PROVIDED PASSAGE START

Vukovic has previously played for Bonnyrigg White Eagles and Parramatta Power.

Vukovic made his A-League debut for the Central Coast Mariners in September 2005 against Melbourne Victory after the team's first-choice keeper John Crawley suffered a season-ending hip injury. They lost the game 2–1, however Vukovic saved an Archie Thompson penalty and was widely praised for his debut effort. He went on to play 19 more games for the Mariners in the 2005–06 season, achieving five clean sheets, and also saved a penalty from Sydney FC's star player, Dwight Yorke.

Like many Mariners players, Vukovic spends time in schools and at local junior football games, encouraging football at a grassroots level. It was known that Vukovic had desires to play overseas, and it was revealed on 29 June he has signed with TFF First League club Konyaspor.

PROVIDED PASSAGE END

Write out the stretch of the passage about Vukovic from "Vukovic has previously" through "League club Konyaspor." word for word. The lines that follow are separate material, unrelated to the passage about Vukovic.

SOURCE INFORMATION START

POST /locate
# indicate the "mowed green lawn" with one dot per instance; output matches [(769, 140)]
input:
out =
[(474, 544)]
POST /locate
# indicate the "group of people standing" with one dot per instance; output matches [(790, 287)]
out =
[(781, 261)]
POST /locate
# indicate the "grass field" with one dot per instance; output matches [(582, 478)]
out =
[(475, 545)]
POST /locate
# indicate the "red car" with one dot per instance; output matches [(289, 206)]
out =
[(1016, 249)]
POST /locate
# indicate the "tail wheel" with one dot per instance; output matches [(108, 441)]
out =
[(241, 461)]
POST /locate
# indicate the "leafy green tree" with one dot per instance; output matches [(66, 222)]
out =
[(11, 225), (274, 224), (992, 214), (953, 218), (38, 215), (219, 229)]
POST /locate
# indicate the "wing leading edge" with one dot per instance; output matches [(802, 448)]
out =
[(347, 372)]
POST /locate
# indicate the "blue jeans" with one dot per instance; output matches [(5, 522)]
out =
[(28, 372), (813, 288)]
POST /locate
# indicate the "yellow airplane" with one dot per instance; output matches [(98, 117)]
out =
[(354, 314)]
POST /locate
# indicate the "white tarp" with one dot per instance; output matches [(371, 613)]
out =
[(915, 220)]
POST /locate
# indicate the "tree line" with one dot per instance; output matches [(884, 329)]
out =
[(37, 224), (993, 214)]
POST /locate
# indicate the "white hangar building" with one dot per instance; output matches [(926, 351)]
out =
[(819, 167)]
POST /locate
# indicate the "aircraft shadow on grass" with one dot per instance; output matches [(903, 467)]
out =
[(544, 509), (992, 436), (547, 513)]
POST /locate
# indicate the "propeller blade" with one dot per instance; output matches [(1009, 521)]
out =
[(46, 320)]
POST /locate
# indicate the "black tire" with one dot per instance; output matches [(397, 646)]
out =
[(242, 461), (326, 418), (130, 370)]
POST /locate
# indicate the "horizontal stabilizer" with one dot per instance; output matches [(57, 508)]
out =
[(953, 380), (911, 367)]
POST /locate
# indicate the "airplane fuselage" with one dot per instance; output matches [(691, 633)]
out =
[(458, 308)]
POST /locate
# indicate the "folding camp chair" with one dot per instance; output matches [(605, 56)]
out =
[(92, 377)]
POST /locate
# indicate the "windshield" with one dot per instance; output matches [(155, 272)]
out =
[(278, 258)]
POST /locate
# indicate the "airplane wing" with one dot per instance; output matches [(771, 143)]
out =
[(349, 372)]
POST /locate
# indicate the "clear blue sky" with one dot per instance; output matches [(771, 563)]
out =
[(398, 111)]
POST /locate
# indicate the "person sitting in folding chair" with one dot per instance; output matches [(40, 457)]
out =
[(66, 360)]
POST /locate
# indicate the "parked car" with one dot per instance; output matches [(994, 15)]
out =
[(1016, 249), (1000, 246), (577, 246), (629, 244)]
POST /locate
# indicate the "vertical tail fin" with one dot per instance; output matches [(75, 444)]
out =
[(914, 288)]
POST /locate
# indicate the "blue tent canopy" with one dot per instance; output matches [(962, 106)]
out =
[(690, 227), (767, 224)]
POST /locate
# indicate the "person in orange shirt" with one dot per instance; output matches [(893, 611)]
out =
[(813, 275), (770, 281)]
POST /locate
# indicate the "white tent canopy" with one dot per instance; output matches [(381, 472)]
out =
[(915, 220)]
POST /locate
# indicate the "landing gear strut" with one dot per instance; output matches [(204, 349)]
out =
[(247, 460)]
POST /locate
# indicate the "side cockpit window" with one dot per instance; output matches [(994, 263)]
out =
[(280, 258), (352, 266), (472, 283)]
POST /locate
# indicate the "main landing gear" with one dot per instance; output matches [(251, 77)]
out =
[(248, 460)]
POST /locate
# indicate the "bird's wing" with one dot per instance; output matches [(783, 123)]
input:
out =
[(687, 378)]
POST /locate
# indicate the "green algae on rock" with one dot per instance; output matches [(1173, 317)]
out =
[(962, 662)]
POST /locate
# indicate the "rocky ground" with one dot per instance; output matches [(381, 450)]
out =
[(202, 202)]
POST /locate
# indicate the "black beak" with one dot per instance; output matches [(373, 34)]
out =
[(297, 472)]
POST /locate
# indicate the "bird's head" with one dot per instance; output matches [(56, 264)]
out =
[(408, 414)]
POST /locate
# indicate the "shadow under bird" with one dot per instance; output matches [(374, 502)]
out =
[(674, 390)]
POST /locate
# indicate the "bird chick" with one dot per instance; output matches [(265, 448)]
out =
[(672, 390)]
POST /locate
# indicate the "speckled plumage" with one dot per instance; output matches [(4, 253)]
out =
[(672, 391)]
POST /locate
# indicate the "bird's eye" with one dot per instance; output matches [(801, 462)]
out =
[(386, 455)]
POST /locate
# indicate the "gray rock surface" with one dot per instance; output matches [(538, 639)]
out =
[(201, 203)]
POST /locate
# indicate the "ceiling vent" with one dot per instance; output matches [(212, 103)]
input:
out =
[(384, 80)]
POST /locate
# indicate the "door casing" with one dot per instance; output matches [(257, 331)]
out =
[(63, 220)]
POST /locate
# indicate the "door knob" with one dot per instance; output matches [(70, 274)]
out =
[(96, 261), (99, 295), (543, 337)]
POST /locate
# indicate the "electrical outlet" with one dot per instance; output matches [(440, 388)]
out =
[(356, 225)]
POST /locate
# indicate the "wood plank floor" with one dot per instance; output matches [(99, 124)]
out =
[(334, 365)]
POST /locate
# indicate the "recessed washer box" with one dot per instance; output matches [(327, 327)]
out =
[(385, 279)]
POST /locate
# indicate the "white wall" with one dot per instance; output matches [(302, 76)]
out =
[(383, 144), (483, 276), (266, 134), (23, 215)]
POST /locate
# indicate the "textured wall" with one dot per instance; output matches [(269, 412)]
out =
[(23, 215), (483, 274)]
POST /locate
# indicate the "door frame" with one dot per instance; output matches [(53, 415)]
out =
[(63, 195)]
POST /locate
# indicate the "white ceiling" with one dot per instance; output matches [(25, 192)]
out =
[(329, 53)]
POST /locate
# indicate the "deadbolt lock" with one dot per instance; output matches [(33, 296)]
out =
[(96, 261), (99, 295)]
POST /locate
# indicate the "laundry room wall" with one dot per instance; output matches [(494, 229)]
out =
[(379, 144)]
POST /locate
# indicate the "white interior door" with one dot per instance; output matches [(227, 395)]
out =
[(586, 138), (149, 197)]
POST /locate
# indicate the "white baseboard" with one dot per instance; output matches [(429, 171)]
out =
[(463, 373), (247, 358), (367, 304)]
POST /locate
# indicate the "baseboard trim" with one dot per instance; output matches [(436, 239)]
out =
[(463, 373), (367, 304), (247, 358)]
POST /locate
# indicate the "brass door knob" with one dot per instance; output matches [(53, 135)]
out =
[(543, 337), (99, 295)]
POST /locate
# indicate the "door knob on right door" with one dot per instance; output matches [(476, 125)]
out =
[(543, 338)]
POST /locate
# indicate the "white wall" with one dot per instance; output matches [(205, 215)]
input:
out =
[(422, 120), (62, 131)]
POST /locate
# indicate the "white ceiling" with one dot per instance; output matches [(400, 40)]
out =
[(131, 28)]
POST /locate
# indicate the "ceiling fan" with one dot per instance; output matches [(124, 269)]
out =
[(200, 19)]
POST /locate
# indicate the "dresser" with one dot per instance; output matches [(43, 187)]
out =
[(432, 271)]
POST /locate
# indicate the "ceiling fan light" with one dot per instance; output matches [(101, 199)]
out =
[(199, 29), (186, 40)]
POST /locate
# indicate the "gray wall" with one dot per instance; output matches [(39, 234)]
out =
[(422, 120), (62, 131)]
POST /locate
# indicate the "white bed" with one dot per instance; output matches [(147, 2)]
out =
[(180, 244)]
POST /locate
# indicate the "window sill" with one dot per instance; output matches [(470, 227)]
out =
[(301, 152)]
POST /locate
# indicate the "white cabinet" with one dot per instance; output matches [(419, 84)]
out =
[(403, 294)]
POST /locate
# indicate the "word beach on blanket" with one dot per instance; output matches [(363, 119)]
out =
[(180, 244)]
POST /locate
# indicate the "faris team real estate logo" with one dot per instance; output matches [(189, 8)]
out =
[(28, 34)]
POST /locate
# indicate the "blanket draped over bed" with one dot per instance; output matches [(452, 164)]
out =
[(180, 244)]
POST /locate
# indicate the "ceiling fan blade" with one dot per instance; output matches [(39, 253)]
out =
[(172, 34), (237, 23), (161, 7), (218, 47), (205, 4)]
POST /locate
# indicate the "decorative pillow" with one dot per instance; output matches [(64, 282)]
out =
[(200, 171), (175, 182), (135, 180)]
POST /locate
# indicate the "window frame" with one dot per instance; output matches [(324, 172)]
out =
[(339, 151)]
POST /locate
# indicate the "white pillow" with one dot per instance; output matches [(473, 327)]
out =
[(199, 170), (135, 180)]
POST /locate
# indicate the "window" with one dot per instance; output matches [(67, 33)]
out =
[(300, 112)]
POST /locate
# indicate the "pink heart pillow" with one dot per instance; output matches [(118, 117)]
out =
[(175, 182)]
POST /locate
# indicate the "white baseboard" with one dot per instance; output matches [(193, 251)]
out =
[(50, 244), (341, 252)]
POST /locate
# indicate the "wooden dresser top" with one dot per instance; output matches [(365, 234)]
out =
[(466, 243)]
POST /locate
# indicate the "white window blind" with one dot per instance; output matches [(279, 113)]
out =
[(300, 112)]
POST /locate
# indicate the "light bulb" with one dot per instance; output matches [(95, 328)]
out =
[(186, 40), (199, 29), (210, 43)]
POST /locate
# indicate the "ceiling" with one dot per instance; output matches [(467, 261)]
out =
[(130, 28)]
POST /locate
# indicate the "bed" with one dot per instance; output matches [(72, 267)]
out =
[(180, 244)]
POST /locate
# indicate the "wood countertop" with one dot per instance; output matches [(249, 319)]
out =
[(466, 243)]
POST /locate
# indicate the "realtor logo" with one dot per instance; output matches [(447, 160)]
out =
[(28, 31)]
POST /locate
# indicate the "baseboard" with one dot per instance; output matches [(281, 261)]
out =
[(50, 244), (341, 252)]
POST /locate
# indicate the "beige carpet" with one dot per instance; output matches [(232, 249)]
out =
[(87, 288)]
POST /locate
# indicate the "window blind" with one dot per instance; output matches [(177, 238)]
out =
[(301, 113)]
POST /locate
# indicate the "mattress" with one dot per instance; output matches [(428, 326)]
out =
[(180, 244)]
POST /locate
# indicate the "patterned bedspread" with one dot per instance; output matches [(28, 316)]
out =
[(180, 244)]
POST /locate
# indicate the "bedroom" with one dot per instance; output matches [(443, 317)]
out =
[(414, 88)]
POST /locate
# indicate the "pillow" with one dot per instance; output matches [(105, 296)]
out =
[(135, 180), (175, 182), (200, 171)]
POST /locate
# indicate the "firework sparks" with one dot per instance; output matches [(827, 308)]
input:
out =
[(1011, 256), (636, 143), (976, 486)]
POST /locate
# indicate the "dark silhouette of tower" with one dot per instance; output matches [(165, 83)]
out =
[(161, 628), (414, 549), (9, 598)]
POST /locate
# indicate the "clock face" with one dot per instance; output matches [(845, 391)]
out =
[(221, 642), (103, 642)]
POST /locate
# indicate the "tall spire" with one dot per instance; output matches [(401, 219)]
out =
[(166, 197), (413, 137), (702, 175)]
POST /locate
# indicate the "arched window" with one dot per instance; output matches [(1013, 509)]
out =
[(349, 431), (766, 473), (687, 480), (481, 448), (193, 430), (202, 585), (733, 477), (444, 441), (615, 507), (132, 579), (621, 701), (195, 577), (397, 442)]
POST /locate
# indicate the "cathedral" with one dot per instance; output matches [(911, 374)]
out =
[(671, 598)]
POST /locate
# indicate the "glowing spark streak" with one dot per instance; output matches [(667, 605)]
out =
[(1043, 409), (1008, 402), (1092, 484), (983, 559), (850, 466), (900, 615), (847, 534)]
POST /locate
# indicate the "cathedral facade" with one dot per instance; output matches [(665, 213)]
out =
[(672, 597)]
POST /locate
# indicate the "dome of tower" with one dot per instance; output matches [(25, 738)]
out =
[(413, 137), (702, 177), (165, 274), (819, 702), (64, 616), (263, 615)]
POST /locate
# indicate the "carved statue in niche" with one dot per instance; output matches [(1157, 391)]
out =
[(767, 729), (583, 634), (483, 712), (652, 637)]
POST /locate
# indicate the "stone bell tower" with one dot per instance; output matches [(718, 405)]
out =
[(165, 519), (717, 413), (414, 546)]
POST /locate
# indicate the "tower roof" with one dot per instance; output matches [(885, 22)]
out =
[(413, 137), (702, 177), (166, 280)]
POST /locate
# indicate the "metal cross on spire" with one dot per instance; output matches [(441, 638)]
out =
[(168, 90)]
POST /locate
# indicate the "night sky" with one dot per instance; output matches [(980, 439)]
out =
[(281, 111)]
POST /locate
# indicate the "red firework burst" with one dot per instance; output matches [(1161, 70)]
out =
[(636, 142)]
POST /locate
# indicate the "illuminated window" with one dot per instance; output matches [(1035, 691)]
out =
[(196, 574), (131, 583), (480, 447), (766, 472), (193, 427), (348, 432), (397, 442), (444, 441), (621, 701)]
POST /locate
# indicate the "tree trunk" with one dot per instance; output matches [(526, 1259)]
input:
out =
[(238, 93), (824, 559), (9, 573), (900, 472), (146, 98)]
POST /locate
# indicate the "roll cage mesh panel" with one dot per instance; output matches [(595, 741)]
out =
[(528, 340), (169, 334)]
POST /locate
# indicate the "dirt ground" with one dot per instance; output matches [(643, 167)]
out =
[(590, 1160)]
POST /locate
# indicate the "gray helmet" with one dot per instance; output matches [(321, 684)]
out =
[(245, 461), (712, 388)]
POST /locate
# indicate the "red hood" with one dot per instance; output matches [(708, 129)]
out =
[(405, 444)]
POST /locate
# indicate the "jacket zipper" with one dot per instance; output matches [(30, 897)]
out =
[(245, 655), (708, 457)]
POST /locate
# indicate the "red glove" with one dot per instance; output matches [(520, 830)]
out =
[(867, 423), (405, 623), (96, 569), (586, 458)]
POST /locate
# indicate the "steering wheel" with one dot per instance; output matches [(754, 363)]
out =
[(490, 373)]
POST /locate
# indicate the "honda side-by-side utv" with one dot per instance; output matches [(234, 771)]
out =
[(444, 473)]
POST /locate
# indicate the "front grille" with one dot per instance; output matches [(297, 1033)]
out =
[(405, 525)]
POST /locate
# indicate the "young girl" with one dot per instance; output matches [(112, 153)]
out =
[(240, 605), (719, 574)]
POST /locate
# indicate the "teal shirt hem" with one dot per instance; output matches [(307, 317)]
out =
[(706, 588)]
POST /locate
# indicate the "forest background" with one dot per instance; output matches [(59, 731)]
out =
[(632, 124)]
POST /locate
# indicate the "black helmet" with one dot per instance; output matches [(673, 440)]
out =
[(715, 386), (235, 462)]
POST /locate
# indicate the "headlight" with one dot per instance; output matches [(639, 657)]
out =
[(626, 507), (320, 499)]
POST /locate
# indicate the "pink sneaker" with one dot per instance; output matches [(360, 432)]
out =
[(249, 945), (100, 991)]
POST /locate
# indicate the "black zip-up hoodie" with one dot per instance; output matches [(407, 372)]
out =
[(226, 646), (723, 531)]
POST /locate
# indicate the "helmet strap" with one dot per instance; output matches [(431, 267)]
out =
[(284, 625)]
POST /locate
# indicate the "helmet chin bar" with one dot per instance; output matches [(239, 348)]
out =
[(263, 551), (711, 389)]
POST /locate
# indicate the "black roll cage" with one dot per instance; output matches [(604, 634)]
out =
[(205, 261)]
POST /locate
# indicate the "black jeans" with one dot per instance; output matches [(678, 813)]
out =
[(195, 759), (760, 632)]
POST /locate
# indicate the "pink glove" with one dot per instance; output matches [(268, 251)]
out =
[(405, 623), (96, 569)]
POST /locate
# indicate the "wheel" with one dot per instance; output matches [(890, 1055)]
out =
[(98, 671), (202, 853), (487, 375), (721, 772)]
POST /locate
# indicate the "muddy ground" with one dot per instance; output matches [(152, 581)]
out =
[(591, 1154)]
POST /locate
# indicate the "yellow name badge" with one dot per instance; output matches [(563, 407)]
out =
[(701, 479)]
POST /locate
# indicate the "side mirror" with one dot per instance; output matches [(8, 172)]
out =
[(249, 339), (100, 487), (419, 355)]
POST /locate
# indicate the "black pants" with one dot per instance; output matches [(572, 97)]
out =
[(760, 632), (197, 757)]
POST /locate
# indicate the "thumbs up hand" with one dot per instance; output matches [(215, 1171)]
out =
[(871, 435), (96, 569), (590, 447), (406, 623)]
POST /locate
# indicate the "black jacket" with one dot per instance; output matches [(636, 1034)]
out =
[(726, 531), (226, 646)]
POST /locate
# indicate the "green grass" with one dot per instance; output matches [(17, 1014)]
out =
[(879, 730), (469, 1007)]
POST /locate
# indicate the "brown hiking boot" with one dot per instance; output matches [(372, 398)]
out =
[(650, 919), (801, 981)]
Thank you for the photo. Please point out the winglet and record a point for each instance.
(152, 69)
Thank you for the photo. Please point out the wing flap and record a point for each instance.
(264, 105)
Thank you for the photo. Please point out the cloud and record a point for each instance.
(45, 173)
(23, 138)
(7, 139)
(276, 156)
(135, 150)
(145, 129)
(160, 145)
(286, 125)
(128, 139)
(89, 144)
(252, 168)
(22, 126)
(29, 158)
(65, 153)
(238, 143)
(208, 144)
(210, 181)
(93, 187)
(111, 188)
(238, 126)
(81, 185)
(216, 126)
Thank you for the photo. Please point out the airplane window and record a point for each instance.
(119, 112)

SOURCE INFORMATION END

- _TASK RESULT_
Vukovic has previously played for Bonnyrigg White Eagles and Parramatta Power.

Vukovic made his A-League debut for the Central Coast Mariners in September 2005 against Melbourne Victory after the team's first-choice keeper John Crawley suffered a season-ending hip injury. They lost the game 2–1, however Vukovic saved an Archie Thompson penalty and was widely praised for his debut effort. He went on to play 19 more games for the Mariners in the 2005–06 season, achieving five clean sheets, and also saved a penalty from Sydney FC's star player, Dwight Yorke.

Like many Mariners players, Vukovic spends time in schools and at local junior football games, encouraging football at a grassroots level. It was known that Vukovic had desires to play overseas, and it was revealed on 29 June he has signed with TFF First League club Konyaspor.